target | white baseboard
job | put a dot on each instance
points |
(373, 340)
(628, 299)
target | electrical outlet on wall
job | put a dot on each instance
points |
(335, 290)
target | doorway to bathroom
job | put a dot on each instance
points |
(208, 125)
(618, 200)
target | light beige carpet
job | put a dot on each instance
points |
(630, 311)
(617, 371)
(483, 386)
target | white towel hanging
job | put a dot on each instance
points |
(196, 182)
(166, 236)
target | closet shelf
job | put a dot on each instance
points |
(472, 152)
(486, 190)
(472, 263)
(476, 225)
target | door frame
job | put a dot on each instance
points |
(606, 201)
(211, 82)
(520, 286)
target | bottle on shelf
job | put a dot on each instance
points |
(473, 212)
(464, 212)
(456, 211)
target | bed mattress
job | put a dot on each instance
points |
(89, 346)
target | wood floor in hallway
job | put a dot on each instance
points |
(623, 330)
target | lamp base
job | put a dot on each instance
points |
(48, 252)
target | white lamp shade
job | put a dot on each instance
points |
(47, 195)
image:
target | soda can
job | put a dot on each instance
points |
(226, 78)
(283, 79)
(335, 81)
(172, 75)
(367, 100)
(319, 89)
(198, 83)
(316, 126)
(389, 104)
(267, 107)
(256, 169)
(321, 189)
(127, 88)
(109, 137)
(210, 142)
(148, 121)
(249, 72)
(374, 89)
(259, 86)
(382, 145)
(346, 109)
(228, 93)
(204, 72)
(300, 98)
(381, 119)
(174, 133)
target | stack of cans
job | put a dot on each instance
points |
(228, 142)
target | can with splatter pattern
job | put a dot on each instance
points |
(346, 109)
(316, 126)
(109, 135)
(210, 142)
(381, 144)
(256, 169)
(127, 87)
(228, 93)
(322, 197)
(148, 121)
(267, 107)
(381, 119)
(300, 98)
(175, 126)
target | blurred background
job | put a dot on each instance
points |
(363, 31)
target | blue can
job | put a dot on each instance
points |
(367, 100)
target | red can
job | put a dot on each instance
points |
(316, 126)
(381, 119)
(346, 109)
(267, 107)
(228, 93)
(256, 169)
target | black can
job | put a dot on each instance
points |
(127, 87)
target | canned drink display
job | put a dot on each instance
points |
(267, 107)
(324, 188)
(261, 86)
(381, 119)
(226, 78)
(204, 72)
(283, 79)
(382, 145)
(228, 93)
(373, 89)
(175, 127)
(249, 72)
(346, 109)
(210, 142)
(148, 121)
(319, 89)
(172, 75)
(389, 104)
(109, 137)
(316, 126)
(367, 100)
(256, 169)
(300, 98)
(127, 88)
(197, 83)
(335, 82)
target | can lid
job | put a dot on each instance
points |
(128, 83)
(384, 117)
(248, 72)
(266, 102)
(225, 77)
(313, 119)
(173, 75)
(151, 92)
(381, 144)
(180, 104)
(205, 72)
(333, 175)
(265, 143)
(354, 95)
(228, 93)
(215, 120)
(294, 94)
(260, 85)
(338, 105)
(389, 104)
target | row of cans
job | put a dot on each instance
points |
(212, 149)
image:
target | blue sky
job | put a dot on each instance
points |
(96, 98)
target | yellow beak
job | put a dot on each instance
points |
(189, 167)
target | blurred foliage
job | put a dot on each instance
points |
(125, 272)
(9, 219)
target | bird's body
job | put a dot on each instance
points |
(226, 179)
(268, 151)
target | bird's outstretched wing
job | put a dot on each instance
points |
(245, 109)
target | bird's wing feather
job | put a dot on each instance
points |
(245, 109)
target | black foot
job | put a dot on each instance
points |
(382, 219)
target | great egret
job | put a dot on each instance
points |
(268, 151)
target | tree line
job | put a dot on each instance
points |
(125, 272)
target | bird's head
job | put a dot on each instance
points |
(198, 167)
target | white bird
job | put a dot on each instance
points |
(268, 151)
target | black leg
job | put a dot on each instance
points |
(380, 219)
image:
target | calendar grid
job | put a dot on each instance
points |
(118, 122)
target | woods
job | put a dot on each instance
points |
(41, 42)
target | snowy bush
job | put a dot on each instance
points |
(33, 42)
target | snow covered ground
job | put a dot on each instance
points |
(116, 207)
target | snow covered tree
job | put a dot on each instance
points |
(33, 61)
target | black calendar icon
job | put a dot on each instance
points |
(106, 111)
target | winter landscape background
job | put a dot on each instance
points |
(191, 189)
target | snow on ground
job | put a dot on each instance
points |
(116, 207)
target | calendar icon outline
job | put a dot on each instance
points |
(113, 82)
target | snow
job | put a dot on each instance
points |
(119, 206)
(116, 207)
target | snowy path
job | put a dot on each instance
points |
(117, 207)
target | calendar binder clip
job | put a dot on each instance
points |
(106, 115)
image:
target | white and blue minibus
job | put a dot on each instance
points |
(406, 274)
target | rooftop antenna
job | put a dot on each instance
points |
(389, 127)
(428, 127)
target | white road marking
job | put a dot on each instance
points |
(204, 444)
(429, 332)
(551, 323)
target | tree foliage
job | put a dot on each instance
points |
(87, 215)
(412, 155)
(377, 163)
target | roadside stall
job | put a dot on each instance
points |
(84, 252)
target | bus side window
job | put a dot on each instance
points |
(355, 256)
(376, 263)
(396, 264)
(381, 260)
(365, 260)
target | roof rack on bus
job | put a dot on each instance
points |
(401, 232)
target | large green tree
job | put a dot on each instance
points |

**WRITTEN TASK**
Quote the lines of the listing above that run from the line with "target | rooftop antenna" through its last line, both included, and nothing else.

**ANSWER TO THIS EXERCISE**
target | rooftop antenna
job | put a dot on each instance
points |
(389, 127)
(428, 127)
target | white road marking
job | put a dot on each instance
points |
(204, 444)
(429, 332)
(551, 323)
target | tree foliage
job | put a dot on each instance
points |
(87, 215)
(412, 155)
(377, 163)
target | roadside stall
job | put a dot on each instance
points |
(84, 252)
target | bus side window
job | put a dot on each instance
points |
(355, 256)
(376, 263)
(396, 264)
(381, 260)
(365, 260)
target | roof rack on bus
job | put a dot on each instance
points |
(401, 232)
target | large green tree
job | put a dot on each instance
points |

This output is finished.